- DATA RECORDS -
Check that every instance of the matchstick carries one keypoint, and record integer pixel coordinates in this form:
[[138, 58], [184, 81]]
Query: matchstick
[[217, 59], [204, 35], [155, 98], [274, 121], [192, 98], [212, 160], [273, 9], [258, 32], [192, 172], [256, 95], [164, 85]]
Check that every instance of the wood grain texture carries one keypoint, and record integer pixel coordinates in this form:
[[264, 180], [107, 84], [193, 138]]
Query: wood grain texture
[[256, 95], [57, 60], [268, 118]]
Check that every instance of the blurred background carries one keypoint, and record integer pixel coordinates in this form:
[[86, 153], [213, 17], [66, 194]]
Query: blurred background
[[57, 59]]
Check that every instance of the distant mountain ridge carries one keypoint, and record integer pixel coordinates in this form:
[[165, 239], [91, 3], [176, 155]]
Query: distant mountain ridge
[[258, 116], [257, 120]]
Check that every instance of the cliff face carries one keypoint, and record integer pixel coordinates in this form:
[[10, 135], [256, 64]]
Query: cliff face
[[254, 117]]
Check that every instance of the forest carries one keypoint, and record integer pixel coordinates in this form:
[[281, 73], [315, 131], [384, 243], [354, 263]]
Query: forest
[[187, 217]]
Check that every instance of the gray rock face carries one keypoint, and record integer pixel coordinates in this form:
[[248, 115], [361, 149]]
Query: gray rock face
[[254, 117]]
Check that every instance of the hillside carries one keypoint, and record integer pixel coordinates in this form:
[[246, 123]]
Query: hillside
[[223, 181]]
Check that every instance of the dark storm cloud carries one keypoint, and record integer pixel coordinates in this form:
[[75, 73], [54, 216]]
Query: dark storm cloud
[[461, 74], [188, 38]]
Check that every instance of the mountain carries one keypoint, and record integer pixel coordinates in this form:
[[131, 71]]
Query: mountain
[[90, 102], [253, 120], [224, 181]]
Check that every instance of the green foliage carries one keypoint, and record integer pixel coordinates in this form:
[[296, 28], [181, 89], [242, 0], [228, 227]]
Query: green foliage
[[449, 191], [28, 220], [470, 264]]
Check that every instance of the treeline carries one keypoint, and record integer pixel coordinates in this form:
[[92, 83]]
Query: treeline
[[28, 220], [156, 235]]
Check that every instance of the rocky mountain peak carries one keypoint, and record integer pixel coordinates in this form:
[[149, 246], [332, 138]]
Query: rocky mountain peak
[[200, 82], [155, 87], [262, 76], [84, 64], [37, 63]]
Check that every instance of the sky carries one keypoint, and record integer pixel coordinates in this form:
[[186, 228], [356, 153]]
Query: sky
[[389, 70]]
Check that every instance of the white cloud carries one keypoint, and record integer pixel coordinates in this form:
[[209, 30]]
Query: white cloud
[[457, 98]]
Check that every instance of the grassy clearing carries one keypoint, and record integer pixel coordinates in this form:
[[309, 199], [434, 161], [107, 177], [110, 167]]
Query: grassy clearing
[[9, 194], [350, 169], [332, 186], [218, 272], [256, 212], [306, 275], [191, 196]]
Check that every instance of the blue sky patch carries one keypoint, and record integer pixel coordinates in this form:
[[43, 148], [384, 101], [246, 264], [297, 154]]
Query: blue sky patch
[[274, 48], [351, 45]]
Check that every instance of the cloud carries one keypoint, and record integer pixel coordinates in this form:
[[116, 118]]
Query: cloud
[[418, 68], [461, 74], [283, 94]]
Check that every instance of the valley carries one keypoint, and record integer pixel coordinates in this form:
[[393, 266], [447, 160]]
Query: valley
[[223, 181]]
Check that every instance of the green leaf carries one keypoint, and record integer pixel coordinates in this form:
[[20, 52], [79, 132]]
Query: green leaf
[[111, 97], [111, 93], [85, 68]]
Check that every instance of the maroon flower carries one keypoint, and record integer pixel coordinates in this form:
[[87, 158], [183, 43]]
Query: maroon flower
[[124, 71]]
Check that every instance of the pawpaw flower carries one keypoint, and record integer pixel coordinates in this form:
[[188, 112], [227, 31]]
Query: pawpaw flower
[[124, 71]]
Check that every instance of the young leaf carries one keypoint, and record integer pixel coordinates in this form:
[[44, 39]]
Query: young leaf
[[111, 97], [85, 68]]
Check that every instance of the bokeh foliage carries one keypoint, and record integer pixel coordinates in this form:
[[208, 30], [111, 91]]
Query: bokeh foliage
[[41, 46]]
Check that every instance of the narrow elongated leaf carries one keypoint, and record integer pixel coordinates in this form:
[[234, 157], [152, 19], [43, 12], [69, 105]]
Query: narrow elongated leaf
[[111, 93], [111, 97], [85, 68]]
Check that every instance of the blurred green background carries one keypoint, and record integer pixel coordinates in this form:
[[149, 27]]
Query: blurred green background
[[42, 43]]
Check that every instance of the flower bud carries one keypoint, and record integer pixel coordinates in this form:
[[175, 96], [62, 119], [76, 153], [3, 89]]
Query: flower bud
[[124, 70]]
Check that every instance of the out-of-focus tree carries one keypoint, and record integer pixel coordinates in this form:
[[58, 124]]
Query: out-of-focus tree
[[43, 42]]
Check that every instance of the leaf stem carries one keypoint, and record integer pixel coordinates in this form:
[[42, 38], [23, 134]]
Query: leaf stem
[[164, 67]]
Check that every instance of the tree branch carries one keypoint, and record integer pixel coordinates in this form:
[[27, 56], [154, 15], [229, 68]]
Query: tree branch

- REQUIREMENTS -
Reproduce each of the items above line for line, without changing any character.

- SOLUTION FOR THIS PROBLEM -
Check that every instance of the matchstick carries one keypoint, and record integer pixel coordinates in this form:
[[138, 58], [184, 81]]
Query: matchstick
[[217, 59], [204, 35], [155, 98], [274, 121], [192, 98], [212, 160], [273, 9], [258, 32], [192, 172], [256, 95], [164, 85]]
Check that every instance of the wood grain texture carries one keypoint, and record integer pixel coordinates in this form:
[[264, 180], [107, 84], [193, 138]]
Query: wood grain texture
[[256, 95], [57, 60], [268, 118]]
Check that every instance of the blurred background carries one keypoint, and record integer pixel coordinates in this form:
[[86, 153], [213, 17], [66, 194]]
Query: blurred background
[[57, 59]]
Check that every instance of the distant mountain ridge carries one keypoint, and record integer pixel coordinates in this form:
[[165, 239], [91, 3], [176, 155]]
Query: distant mountain ridge
[[258, 116], [257, 120]]
Check that every instance of the cliff face carries one keypoint, and record integer pixel coordinates in this form:
[[10, 135], [256, 64]]
Query: cliff face
[[254, 117]]
Check that every instance of the forest carries one keypoint, and record integer pixel coordinates in this form:
[[281, 73], [315, 131], [384, 243], [354, 263]]
Query: forest
[[187, 217]]
Check that every instance of the gray rock face carries one keypoint, and record integer pixel coordinates in this form:
[[248, 115], [361, 149]]
Query: gray rock face
[[254, 117]]
Check that every instance of the hillside carries one keypoint, and record integer pixel coordinates in this form:
[[246, 123]]
Query: hillside
[[223, 181]]
Check that every instance of the dark storm cloud carries one keypoint, and record integer pixel coordinates in this form:
[[75, 73], [54, 216]]
Query: dark storm cloud
[[461, 74], [188, 38]]
Check that every instance of the mountain carries one keypoint, and record integer pixel coordinates in this form:
[[131, 71]]
Query: mountain
[[90, 102], [253, 120], [224, 181]]
Check that every instance of the green foliage carries one keypoint, and record integer pixel coordinates in this form:
[[296, 28], [181, 89], [242, 0], [228, 227]]
Query: green foliage
[[449, 191], [28, 220], [470, 264]]
Check that every instance of the treeline carries one keypoint, and record integer pixel coordinates in this form:
[[92, 83]]
Query: treeline
[[28, 220], [156, 235]]
Check that every instance of the rocky mountain peak carries one keypoint, and record integer pixel coordinates in this form:
[[149, 246], [332, 138]]
Query: rocky mountain peak
[[200, 82], [155, 87], [262, 76], [84, 64], [37, 63]]
Check that every instance of the sky carries one keypoint, and record integer pixel coordinates in this form:
[[186, 228], [356, 153]]
Query: sky
[[389, 70]]
Check that every instance of the white cloud carries one keypoint, and record integer pixel coordinates in this form:
[[209, 30]]
Query: white cloud
[[457, 98]]
Check that every instance of the grassy clearing carries one keypoint, and record integer pixel coordinates in this form:
[[309, 199], [434, 161], [107, 177], [110, 167]]
Query: grassy clearing
[[9, 194], [350, 169], [332, 186], [218, 272], [256, 212], [306, 275], [191, 196]]
Check that every instance of the blue sky patch carries one keypoint, and record integer pixel coordinates in this form:
[[43, 148], [384, 101], [246, 264], [297, 154]]
Query: blue sky patch
[[274, 48], [351, 45]]
Check that every instance of the cloud carries one keypoint, and record integer pixel coordinates in this form:
[[116, 118]]
Query: cloud
[[418, 68], [461, 74], [283, 94]]
Check that every instance of the valley carries one keypoint, and record integer pixel coordinates in this form:
[[393, 266], [447, 160]]
Query: valley
[[223, 181]]
Check that every instance of the green leaf carries one keypoint, and record integer pixel coordinates in this form:
[[20, 52], [79, 132]]
Query: green leaf
[[111, 97], [111, 93], [85, 68]]
Check that every instance of the maroon flower carries one keypoint, and record integer pixel coordinates in this form:
[[87, 158], [183, 43]]
Query: maroon flower
[[124, 71]]
Check that every instance of the pawpaw flower carries one keypoint, and record integer pixel coordinates in this form:
[[188, 112], [227, 31]]
Query: pawpaw flower
[[124, 71]]
Check that every instance of the young leaf carries one keypoint, and record integer pixel coordinates in this form:
[[44, 39]]
Query: young leaf
[[111, 97], [85, 68]]
Check that every instance of the bokeh foliage carries one keypoint, and record integer pixel coordinates in this form:
[[208, 30], [111, 91]]
Query: bokeh foliage
[[41, 46]]
Check that every instance of the narrow elongated leaf carries one keypoint, and record integer pixel coordinates in this form:
[[234, 157], [152, 19], [43, 12], [69, 105]]
Query: narrow elongated leaf
[[111, 93], [111, 97], [85, 68]]
Check that every instance of the blurred green background carries one keypoint, and record integer pixel coordinates in this form:
[[149, 27]]
Query: blurred green background
[[42, 43]]
Check that every instance of the flower bud carries one keypoint, and record integer pixel coordinates in this form:
[[175, 96], [62, 119], [76, 153], [3, 89]]
Query: flower bud
[[124, 70]]
Check that every instance of the out-of-focus tree carries one keypoint, and record integer pixel coordinates in this form:
[[58, 124]]
Query: out-of-focus tree
[[43, 42]]
Check that every instance of the leaf stem carries one keypoint, and record integer pixel coordinates in this form:
[[42, 38], [23, 134]]
Query: leaf stem
[[164, 67]]
Check that every instance of the tree branch carries one keypoint, and record integer pixel coordinates in this form:
[[27, 56], [154, 15], [229, 68]]
Query: tree branch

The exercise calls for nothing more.